Exercise task: Write out every line below again in full, scaling each x and y coordinate by 0.35 and rounding to whole numbers, with halves rounded up.

--- Begin Extracted material ---

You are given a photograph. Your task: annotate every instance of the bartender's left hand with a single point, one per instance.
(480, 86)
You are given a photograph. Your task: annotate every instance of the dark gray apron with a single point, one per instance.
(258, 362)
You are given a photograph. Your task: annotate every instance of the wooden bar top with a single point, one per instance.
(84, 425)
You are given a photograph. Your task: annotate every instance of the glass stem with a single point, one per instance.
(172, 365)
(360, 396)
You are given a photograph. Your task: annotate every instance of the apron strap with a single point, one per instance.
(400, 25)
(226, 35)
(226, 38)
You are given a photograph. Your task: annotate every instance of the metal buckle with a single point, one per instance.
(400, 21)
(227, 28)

--- End Extracted material ---

Problem solution:
You are given a photograph. Your task: annotate every instance of the bartender's left hand with a single point, one per instance.
(168, 30)
You are given a photograph. Your task: annotate every instance of the dark gray apron with a single point, one per instance.
(90, 127)
You are given a photograph. Your task: annotate every instance of the wooden bar top with a single point, one per instance.
(29, 149)
You are given a photograph. Your task: annotate every instance of the glass stem with a single point, one per instance.
(60, 128)
(126, 139)
You are given a photograph. Your task: annotate every instance of the apron strap with a single point, one per instance.
(140, 9)
(79, 12)
(79, 13)
You are given a photograph. Your task: annotate every instance of the metal buckle with a single point, one per instance.
(140, 7)
(79, 10)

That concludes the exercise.